PROBLEMS AND TASKS>
1) In the stdio discussion thread, how large does allenbrunson hope 'char' will eventually become?
2) Pick up the stdio discussion thread after its final comment and continue it.

SELECTION>
Will stdio outlive us? - parenthesis
http://elliotth.blogspot.com/2008/12/will-stdio-outlive-us.html

======
allenbrunson
some of these are legitimate complaints. but i'm having trouble working up any
outrage, because i like the stdio interface. personally, i paper over the
defects by not using stdio directly. i write wrappers around it, then write
tests, neither of which has to be revisited very often.

i guess the most pressing issue is shaky support for anything but ascii.
that's dealt with in the short term via utf8, and in the long term by
expanding the size of 'char' to 32 bits, i hope.

------
tsally
If you learn C from a text that is worth anything (K&R comes to mind) you
learn how to address this so called 'EOF error' from the beginning. If I
remember right, K&R does not even introduce the character primitive until
after it introduces getchar(). All of the examples use an int.

------
Allocator2008
For my money it is the only IO API one need ever learn.

Good point on signed/unsigned. I think in most cases char is unisgned, i.e.,
in most environments, so this is not a problem. But can't you do something
like:

char c

while( (c = getchar() & 0xff) != EOF) { //Do something }

if you are in a signed environment?

RECORDED INFORMATION>
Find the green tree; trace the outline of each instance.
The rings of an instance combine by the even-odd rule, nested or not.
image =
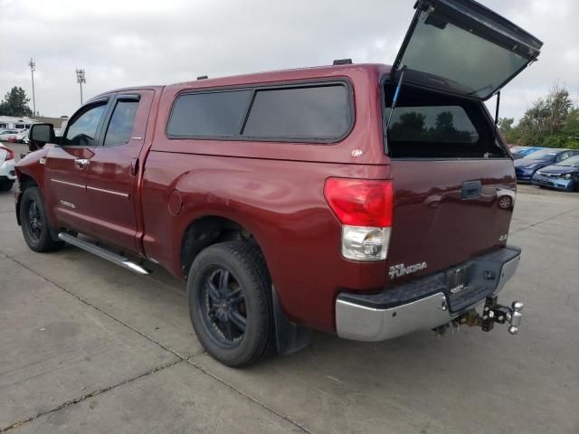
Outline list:
[[[28,107],[30,99],[26,98],[24,89],[14,86],[6,93],[0,103],[0,115],[3,116],[32,116],[33,110]]]
[[[514,118],[499,118],[498,129],[502,133],[507,143],[510,145],[518,145],[521,139],[520,127],[515,125]]]

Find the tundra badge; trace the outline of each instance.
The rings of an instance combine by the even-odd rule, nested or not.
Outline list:
[[[424,269],[426,269],[426,262],[418,262],[417,264],[409,265],[408,267],[404,267],[404,264],[398,264],[390,267],[388,274],[390,275],[390,278],[396,278]]]

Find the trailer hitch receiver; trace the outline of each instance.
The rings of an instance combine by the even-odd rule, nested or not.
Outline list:
[[[480,327],[485,332],[492,330],[495,323],[508,323],[508,333],[517,335],[521,324],[523,303],[514,301],[510,307],[497,303],[497,297],[487,298],[487,303],[482,309]]]

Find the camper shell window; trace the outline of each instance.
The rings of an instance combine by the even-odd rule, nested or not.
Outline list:
[[[384,83],[388,118],[395,87]],[[507,158],[481,102],[403,85],[385,132],[392,158]]]

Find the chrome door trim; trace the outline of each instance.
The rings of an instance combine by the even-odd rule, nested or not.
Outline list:
[[[84,185],[81,185],[80,184],[69,183],[68,181],[61,181],[60,179],[51,178],[52,183],[56,184],[63,184],[64,185],[71,185],[72,187],[85,188]]]
[[[128,193],[115,192],[114,190],[107,190],[105,188],[91,187],[90,185],[87,185],[87,190],[90,190],[92,192],[108,193],[109,194],[114,194],[116,196],[121,196],[127,199],[128,199],[129,196]]]

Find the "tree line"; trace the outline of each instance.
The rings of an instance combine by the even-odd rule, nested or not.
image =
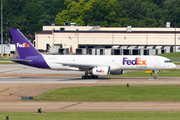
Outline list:
[[[34,35],[43,25],[180,27],[180,0],[3,0],[4,36],[9,28]]]

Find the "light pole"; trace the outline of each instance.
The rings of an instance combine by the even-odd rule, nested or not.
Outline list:
[[[1,57],[3,57],[3,0],[1,0]]]
[[[175,8],[175,39],[174,39],[175,50],[174,52],[176,52],[176,9],[177,8]]]

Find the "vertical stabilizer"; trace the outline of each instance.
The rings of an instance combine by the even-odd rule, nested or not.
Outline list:
[[[10,29],[10,32],[20,58],[41,55],[18,29]]]

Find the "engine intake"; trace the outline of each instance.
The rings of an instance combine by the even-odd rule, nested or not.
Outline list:
[[[124,70],[111,71],[112,75],[122,75],[123,73],[124,73]]]
[[[92,69],[92,74],[97,76],[108,76],[110,74],[110,67],[96,67]]]

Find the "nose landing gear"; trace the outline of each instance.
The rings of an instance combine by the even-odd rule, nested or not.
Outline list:
[[[158,73],[158,72],[159,72],[159,70],[154,70],[154,73],[155,73],[155,74],[154,74],[153,79],[157,79],[157,76],[158,76],[158,74],[157,74],[157,73]]]
[[[82,79],[98,79],[98,76],[96,75],[88,75],[89,74],[89,70],[85,70],[85,75],[82,76]]]

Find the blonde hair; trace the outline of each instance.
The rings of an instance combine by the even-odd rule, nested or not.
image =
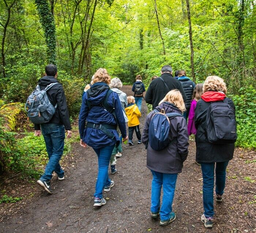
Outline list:
[[[131,104],[132,103],[134,103],[135,102],[135,99],[134,97],[131,95],[129,95],[127,96],[127,102],[128,104]]]
[[[227,93],[227,87],[223,79],[218,76],[208,76],[206,78],[203,86],[203,92],[222,91]]]
[[[111,78],[108,73],[107,70],[103,68],[100,68],[93,75],[94,79],[93,80],[93,83],[97,82],[103,82],[109,84],[111,81]]]
[[[177,89],[172,90],[166,94],[165,98],[160,101],[159,105],[166,101],[173,104],[182,112],[186,111],[186,107],[180,92]]]
[[[203,84],[198,83],[196,85],[193,92],[192,99],[196,101],[198,101],[200,99],[201,96],[203,94]]]
[[[111,79],[111,81],[109,84],[110,88],[118,88],[120,89],[123,87],[123,83],[118,78],[114,78]]]

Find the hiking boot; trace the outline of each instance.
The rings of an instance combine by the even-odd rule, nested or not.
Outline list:
[[[101,199],[99,198],[94,198],[94,203],[93,204],[94,206],[101,206],[105,205],[107,202],[104,198]]]
[[[222,201],[222,196],[223,195],[218,195],[216,194],[216,201],[220,202]]]
[[[129,142],[128,142],[128,143],[129,143],[129,145],[130,146],[134,145],[131,140],[129,140]]]
[[[110,184],[109,185],[109,186],[105,186],[104,187],[104,191],[105,192],[109,191],[110,190],[110,188],[113,187],[114,184],[114,182],[113,180],[111,180],[111,183],[110,183]]]
[[[62,177],[59,177],[58,176],[58,179],[59,180],[65,180],[65,177],[64,176],[63,176]]]
[[[117,169],[115,168],[115,166],[116,165],[111,165],[110,167],[111,168],[111,174],[113,175],[116,173],[117,171]]]
[[[160,220],[160,221],[159,222],[159,225],[160,226],[167,226],[169,223],[170,223],[174,221],[174,220],[175,220],[175,218],[176,218],[176,215],[175,215],[175,213],[172,212],[170,214],[170,215],[171,216],[171,217],[169,219],[167,220]]]
[[[53,193],[53,191],[51,188],[50,186],[50,181],[45,181],[38,180],[37,181],[37,183],[41,186],[42,186],[44,190],[50,194]]]
[[[207,228],[211,228],[212,227],[212,220],[213,219],[212,217],[206,218],[204,214],[203,214],[201,217],[201,221],[204,223],[204,226]]]
[[[159,212],[151,211],[151,217],[152,218],[157,218],[159,216]]]
[[[120,152],[118,152],[117,154],[116,154],[116,157],[121,157],[122,156],[122,154],[121,154]]]

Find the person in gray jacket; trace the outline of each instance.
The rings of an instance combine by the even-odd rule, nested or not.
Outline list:
[[[182,96],[178,90],[169,92],[156,108],[159,111],[163,109],[166,114],[174,112],[181,114],[186,110]],[[181,172],[183,162],[188,156],[188,135],[185,118],[181,115],[170,117],[169,137],[170,141],[173,142],[161,150],[154,150],[148,142],[150,137],[148,134],[150,123],[155,114],[153,111],[147,115],[142,140],[147,145],[147,167],[153,175],[151,216],[156,218],[160,215],[159,225],[166,226],[176,217],[172,211],[172,202],[178,173]],[[173,141],[175,138],[177,140]],[[162,186],[163,194],[160,209]]]

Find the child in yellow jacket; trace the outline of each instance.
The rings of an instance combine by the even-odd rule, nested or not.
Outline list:
[[[135,104],[134,97],[131,96],[127,96],[128,106],[125,108],[125,113],[128,118],[128,130],[129,131],[129,145],[134,145],[132,142],[132,135],[133,131],[135,130],[137,138],[138,139],[138,143],[140,144],[141,141],[141,134],[140,131],[140,122],[139,118],[141,116],[141,114],[139,108]]]

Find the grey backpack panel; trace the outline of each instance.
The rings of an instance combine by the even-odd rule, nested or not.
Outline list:
[[[57,104],[55,106],[52,104],[46,94],[46,91],[59,83],[53,83],[48,85],[44,90],[40,91],[37,85],[29,96],[25,104],[25,111],[28,116],[34,124],[43,124],[49,122],[56,110]]]

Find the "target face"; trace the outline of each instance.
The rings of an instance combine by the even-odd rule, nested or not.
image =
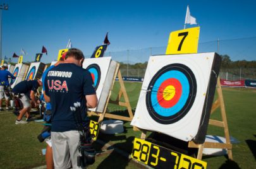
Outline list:
[[[15,76],[15,77],[17,77],[18,73],[19,73],[19,67],[16,67],[15,68],[15,69],[14,70],[13,73],[13,76]],[[11,79],[10,85],[11,85],[11,84],[13,84],[13,83],[15,81],[15,79]]]
[[[208,124],[216,58],[215,53],[151,56],[131,124],[185,141],[195,138]]]
[[[169,124],[182,119],[190,110],[197,93],[197,82],[187,66],[169,64],[154,76],[147,91],[149,115],[159,123]]]
[[[94,81],[94,88],[97,90],[101,81],[101,68],[97,64],[93,64],[88,66],[86,69],[90,73]]]
[[[30,71],[28,72],[28,75],[27,76],[27,80],[32,80],[34,79],[35,77],[36,72],[36,67],[35,66],[33,66],[31,69]]]
[[[111,89],[117,63],[111,57],[85,59],[83,68],[87,69],[93,79],[98,105],[89,110],[103,112]]]

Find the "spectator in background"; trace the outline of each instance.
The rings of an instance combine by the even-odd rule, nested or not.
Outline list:
[[[20,96],[20,100],[23,105],[23,107],[18,112],[17,119],[15,124],[24,124],[31,120],[30,109],[31,104],[30,100],[32,103],[37,107],[38,103],[35,100],[35,93],[39,86],[42,85],[42,81],[40,80],[25,80],[20,82],[13,89],[13,92],[15,95]],[[22,117],[26,114],[26,121],[22,121]]]
[[[3,110],[3,99],[5,97],[5,105],[6,110],[9,110],[9,78],[15,79],[16,77],[13,76],[11,73],[7,71],[7,64],[3,64],[0,71],[0,110]]]

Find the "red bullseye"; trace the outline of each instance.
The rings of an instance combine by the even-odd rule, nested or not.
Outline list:
[[[28,77],[28,79],[30,79],[30,80],[33,79],[33,74],[34,74],[33,73],[30,73],[30,74],[29,75],[29,77]]]
[[[94,81],[95,81],[95,76],[94,76],[94,74],[90,73],[90,76],[92,76],[92,81],[93,81],[94,83]]]
[[[180,82],[174,78],[168,79],[161,84],[157,91],[157,101],[162,107],[170,108],[178,103],[181,93]]]

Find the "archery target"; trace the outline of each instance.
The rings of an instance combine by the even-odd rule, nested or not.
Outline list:
[[[11,79],[10,85],[12,88],[23,79],[23,78],[26,75],[27,71],[28,66],[23,64],[16,64],[14,68],[13,75],[16,78],[15,79]]]
[[[15,67],[15,70],[13,71],[13,76],[17,78],[18,73],[19,73],[19,67]],[[15,79],[11,79],[10,85],[13,84],[13,83],[15,82]]]
[[[32,80],[34,79],[35,74],[36,67],[35,66],[33,66],[30,70],[29,71],[28,74],[27,75],[27,80]]]
[[[173,64],[154,76],[147,91],[149,115],[160,124],[169,124],[178,121],[190,110],[197,93],[197,82],[189,67]]]
[[[215,57],[215,53],[151,56],[131,124],[192,140],[205,113]]]
[[[83,67],[87,69],[92,76],[94,86],[98,98],[98,105],[90,110],[102,112],[114,80],[117,62],[111,61],[111,57],[85,59]]]
[[[42,75],[45,66],[46,64],[42,62],[32,62],[27,74],[26,79],[40,79]]]
[[[52,62],[51,63],[51,66],[52,66],[52,65],[55,64],[57,62],[58,62],[58,61],[52,61]]]
[[[92,64],[89,65],[86,69],[90,73],[92,81],[94,81],[94,88],[97,90],[101,80],[101,68],[97,64]]]
[[[8,64],[8,71],[13,74],[15,66],[11,64]]]

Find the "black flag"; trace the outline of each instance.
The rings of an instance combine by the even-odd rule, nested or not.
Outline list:
[[[42,56],[42,54],[36,54],[35,62],[39,62],[41,60]]]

ANSWERS>
1) 32 bits.

2)
I think really stdio is rather like my experience with mexican food. I live in
Austin, Texas now, and I love mexican food, the hotter the better, but as a
kid I lived in eldritch New England, not far from the Miskatonic river, and
felt I didn't "like" spicey food, being more used to lobster, clam chowder,
and so forth. Now they can't put enough jalepenos in a burger for my liking.
Similarly, being 27, and thus living in the "java age", I first taught myself
to program with the Java SDK, which spares one from alot of these "pitfalls".
But now I like the control, and also the relative simplicity of the API, that
stdio gives one, arguably more intuitive and easier to remember than in Java,
and given a choice between Java and C, I would go with the later. It is an
acquired taste.

To paraphrase Charleton Heston:

"They will take my [stdio] away out my cold, dead hands!"

:-)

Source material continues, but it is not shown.